(WHAT YOU ARE ASKED TO DO) In the lines from the one containing "Check that each instance of the black" through the last line, change "exactly one point" to "a single point" and leave everything else as it is. Return only those lines.

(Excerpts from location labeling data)

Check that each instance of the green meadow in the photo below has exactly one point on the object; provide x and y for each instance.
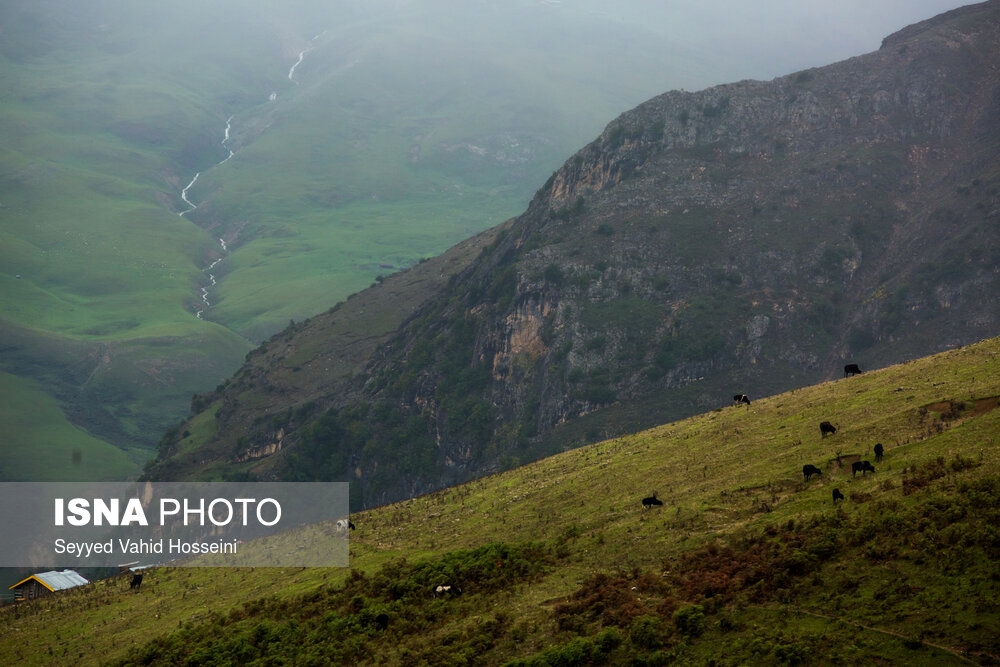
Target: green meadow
(557, 562)
(404, 132)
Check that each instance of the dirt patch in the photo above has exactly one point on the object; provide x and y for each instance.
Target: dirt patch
(981, 406)
(951, 410)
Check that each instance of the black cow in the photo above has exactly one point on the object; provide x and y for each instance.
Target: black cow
(808, 470)
(650, 501)
(864, 467)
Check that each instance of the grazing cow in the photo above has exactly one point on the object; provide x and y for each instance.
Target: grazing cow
(649, 501)
(851, 369)
(864, 467)
(808, 470)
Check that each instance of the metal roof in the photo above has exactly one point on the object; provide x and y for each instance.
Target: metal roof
(55, 580)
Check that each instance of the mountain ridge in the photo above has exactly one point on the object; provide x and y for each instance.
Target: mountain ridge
(744, 238)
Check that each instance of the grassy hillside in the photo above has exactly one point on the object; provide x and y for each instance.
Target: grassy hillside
(364, 164)
(559, 564)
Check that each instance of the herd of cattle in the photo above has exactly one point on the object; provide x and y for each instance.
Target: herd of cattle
(808, 470)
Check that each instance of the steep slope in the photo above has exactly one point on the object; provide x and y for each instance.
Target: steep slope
(750, 237)
(746, 562)
(179, 180)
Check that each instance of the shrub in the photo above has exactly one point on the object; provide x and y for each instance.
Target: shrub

(SOLUTION FOR THIS TASK)
Check that each instance of the black cow in the photo above has a single point on the object; provide x and y for each instance.
Target: black cow
(808, 470)
(650, 501)
(864, 467)
Check that each instance of the grazing cow in the photo above has a single point on the object; provide x and y for each instance.
Target: grazing cow
(649, 501)
(851, 369)
(864, 467)
(808, 470)
Check that each instance of the metal roof in the photo above has a single point on the object; provide x and y for each instance.
Target: metal roof
(55, 580)
Check that each instance of the mountain ridge in the photo above has a single point on the object; provide x and y for each instance.
Target: mountain ridge
(744, 238)
Check that each instance of the grassy hillside in the photo above has a single point on the object; provide x and y for each instance.
Target: grassy hillside
(364, 164)
(559, 564)
Check that each instance of the herd of cattle in the photo above has a single point on the object; provide x and y for each instance.
Target: herd of cattle
(808, 470)
Check that each instance of the steep slope in the photo above has a single point on the object; provide x and y for each instance.
Target: steep slope
(750, 237)
(746, 562)
(179, 180)
Check that each instance of the shrub in the photo above has a single point on the object; provide x and y for each instance.
Target: shrub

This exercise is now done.